> _Текст_:
• • • •
Более подробно о ‘тиняковской истории’ и о реакции на нее знакомых Садовского — В. Ф. Ходасевича и М. О. Гершензона см. в примечаниях и приложениях к публикации писем В. Ф. Ходасевича к Б. А. Садовскому Р. Хьюза и Д. Малмстада (Slavica Hierosolymitana. Vol. V-VI. Jerusalem, 1981. P. 467-500).
О дальнейшей судьбе Тинякова вкратце можно сказать, что с той же легкостью, с какой он пришел к сотрудничеству в черносотенных изданиях, он стал писать под псевдонимом ‘Герасим Чудаков’ коммунистические пропагандистские и антирелигиозные брошюрки, выпустил книгу ‘Русская литература и революция’, где представил всех русских писателей — от Пушкина до Бальмонта и Брюсова — явными или скрытыми контрреволюционерами, оставил воспоминания о Гумилеве и Блоке. Остаются непроверенными утверждения о якобы сотрудничестве Тинякова в 1920-е с ВЧК-ОГПУ (воспоминания В. Ф. Ходасевича и Г. В. Иванова). Зато достоверно известно, что в середине 1920-х он сотрудничал в ленинградских газетах, а уже в конце 1920-х опустился до профессионального попрошайничества, прося подаяния с плакатом ‘Писатель’ на груди (см. у Зощенко и в ‘Современниках’ Чуковского). В начале 1930-х побывал в заключении, выйдя из которого, умер. Нам неизвестно, в чем он обвинялся, а также ни точная дата, ни обстоятельства смерти Тинякова. См. также: Писатели Орловского края: Биобиблиографический словарь. Орел, 1981. С. 165.
• • • •
> _Раздел данных_:
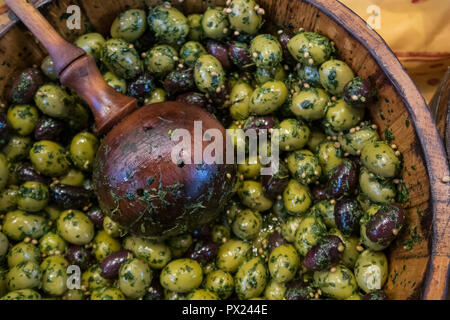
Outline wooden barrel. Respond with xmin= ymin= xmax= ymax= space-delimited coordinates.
xmin=0 ymin=0 xmax=450 ymax=299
• • • •
> _Ваша задача_:
Перескажите короче абзац текста, начинающийся словами «О дальнейшей судьбе Тинякова», сохранив его основные факты. Материал никак не связан с текстом.

> _Правильный ответ_:
После сотрудничества в черносотенных изданиях Тиняков так же легко перешел к коммунистической пропаганде. Под псевдонимом «Герасим Чудаков» он писал пропагандистские и антирелигиозные брошюры. Он выпустил книгу «Русская литература и революция», где представил всех русских писателей от Пушкина до Бальмонта и Брюсова явными или скрытыми контрреволюционерами, и оставил воспоминания о Гумилеве и Блоке. Утверждения Ходасевича и Г. В. Иванова о его сотрудничестве с ВЧК-ОГПУ в 1920-е остаются непроверенными. Достоверно известно, что в середине 1920-х он сотрудничал в ленинградских газетах. К концу десятилетия он опустился до профессионального попрошайничества и просил подаяния с плакатом «Писатель» на груди, о чем писали Зощенко и Чуковский. В начале 1930-х Тиняков побывал в заключении и после освобождения умер. В чем его обвиняли, а также точная дата и обстоятельства его смерти неизвестны.